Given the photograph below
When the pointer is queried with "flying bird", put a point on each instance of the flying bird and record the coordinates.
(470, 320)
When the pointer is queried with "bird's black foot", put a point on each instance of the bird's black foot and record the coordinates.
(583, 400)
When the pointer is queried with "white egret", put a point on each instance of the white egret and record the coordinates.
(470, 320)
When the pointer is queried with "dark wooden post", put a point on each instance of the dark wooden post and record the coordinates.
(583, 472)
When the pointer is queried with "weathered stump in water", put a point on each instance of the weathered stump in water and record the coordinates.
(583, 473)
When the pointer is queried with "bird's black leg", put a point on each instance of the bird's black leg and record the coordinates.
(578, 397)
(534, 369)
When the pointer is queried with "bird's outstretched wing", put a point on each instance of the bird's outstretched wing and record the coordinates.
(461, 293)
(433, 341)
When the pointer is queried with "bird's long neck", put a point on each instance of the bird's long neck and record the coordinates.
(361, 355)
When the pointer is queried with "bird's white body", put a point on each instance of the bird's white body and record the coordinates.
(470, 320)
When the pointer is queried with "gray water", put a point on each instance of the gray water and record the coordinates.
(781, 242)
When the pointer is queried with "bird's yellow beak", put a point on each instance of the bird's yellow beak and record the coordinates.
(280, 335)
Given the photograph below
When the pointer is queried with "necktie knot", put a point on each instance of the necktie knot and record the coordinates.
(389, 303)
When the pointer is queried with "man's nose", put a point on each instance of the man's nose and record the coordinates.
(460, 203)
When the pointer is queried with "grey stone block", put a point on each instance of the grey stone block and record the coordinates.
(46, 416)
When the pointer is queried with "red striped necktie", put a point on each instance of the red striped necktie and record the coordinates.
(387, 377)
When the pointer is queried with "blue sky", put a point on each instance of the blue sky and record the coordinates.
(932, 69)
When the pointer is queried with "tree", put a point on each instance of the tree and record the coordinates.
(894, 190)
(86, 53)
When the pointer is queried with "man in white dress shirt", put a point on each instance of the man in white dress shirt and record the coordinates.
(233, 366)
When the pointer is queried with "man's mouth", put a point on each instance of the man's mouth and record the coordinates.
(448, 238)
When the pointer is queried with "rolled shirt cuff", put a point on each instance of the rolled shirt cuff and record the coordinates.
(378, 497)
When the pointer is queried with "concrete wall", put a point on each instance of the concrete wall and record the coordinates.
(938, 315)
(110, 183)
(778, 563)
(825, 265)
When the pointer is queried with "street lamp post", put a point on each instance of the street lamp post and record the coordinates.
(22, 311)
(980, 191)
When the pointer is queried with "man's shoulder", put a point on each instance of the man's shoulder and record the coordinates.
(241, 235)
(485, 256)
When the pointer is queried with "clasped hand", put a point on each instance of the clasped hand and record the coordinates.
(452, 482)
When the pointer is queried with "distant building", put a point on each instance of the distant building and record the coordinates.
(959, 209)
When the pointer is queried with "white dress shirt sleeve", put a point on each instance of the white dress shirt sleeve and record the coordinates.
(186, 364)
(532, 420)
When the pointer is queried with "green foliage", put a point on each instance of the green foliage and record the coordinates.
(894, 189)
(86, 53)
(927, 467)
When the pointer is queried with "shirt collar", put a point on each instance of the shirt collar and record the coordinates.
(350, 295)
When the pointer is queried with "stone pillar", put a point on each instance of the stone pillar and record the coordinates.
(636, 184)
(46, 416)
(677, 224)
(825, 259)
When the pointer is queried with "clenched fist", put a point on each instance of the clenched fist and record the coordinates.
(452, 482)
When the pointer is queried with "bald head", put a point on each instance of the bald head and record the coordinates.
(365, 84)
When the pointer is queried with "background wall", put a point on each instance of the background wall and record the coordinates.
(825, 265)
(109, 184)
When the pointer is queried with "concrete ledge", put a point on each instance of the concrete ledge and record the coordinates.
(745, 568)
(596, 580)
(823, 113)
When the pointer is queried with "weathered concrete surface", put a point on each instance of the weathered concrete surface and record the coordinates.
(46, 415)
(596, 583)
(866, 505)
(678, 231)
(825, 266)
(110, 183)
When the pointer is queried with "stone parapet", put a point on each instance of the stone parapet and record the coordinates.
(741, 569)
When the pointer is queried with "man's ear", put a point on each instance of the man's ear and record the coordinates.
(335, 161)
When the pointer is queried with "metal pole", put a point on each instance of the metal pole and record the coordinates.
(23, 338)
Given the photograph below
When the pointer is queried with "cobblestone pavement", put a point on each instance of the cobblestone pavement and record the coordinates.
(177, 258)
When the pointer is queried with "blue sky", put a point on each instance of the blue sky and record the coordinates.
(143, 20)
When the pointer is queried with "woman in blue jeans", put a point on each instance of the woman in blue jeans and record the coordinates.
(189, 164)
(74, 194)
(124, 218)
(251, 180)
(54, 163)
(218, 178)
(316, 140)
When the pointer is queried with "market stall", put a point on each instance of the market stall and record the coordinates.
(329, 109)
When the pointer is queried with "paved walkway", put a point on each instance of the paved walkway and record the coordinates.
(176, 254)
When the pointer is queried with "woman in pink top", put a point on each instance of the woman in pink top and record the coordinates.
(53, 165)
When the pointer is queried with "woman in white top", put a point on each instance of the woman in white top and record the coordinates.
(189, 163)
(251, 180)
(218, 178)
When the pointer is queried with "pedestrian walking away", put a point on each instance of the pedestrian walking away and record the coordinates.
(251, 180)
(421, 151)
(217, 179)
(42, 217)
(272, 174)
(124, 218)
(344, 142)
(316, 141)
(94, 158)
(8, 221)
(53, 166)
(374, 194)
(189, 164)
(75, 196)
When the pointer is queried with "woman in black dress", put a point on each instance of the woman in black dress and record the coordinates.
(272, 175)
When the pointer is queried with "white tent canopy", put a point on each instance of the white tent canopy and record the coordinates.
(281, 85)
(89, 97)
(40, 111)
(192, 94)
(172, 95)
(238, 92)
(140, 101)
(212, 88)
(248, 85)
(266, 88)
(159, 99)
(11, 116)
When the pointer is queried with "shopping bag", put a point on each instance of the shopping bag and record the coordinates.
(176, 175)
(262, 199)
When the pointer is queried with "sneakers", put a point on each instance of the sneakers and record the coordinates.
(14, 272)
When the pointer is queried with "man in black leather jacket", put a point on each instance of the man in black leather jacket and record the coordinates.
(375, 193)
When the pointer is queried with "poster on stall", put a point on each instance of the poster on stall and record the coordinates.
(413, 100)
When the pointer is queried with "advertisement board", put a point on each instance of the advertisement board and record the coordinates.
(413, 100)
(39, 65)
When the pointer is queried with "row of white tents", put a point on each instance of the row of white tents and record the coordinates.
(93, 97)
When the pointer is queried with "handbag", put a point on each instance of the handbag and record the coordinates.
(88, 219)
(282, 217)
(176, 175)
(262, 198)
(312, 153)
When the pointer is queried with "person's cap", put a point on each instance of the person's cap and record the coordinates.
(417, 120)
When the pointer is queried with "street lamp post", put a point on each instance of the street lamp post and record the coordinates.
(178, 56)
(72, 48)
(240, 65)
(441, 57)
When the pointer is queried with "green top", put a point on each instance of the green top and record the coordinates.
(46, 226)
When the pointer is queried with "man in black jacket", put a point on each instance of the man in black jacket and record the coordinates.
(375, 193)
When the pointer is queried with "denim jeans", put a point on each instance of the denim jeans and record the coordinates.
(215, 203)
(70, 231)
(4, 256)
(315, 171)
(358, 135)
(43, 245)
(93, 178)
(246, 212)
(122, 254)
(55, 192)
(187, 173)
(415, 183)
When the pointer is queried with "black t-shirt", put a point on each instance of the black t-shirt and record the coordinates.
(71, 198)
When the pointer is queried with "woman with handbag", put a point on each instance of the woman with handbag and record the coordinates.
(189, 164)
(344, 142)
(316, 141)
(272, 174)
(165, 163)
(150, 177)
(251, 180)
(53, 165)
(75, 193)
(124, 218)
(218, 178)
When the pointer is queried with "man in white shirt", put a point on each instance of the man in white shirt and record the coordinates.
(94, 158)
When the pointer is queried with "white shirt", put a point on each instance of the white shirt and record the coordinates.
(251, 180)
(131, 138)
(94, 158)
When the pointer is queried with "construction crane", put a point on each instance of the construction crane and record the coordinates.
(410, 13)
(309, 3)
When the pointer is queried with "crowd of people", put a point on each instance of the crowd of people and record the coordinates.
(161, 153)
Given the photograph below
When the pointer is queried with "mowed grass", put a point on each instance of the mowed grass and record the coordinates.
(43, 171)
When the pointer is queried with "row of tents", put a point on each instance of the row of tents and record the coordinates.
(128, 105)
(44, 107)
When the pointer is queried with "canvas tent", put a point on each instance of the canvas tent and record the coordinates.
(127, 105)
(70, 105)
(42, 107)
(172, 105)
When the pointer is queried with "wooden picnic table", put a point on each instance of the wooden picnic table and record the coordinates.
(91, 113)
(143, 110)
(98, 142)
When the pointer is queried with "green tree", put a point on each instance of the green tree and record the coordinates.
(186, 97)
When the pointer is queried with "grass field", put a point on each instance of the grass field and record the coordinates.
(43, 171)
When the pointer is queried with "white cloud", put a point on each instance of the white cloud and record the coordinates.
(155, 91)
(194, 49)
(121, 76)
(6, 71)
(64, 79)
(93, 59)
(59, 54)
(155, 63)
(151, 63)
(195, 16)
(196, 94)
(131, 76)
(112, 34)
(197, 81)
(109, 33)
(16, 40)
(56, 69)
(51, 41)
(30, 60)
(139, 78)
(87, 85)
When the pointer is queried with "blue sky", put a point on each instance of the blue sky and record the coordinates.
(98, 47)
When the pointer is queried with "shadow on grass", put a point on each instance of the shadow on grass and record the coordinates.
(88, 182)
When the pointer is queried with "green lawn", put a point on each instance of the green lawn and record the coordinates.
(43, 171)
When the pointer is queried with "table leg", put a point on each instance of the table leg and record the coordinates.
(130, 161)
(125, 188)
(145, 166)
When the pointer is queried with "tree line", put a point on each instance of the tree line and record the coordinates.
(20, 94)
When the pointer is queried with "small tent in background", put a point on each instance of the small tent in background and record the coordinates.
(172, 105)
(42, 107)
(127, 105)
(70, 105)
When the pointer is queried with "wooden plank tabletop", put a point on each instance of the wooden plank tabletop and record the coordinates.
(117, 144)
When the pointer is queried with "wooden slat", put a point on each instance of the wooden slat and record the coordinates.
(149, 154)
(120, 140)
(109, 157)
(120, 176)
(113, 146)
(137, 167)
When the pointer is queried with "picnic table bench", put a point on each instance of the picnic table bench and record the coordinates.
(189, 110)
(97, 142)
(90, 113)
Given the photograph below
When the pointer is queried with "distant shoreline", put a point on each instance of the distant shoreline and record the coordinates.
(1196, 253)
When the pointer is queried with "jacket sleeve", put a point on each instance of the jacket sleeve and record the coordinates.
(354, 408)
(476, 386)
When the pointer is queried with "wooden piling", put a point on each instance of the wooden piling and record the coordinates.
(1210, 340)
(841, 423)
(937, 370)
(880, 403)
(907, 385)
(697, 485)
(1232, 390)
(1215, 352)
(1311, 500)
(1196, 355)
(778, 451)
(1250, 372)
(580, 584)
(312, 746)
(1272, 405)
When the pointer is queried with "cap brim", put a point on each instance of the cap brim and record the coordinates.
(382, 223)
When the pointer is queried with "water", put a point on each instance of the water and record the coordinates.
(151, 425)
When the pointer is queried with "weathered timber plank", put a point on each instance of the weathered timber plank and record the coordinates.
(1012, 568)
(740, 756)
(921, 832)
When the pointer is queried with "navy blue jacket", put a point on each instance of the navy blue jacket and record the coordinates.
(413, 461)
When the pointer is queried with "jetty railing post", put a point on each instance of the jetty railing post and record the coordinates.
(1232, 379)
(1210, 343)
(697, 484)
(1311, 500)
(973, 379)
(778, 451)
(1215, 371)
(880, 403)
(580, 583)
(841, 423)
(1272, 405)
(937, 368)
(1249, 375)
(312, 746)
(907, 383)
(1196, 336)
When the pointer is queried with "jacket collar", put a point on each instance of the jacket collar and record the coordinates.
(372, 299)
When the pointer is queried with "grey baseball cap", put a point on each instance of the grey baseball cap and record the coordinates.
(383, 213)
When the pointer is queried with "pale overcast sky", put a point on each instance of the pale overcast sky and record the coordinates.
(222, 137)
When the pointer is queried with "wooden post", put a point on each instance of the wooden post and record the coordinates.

- _Given request_:
Repeat exactly the lines from the line containing "jacket collar and record the coordinates." through the last line of the records above, including both, and nothing else.

- _Full solution_:
When the pointer is queried with "jacket collar", put a point on each instance of the jacket collar and record the coordinates.
(372, 299)
When the pointer is queried with "grey baseball cap", put a point on each instance of the grey baseball cap and record the coordinates.
(383, 213)
When the pointer is queried with "pale overcast sky", put a point on each instance of the pale overcast sky and record the coordinates.
(222, 137)
When the pointer is queried with "wooden post", put a point on each instance of the wooden post and record the coordinates.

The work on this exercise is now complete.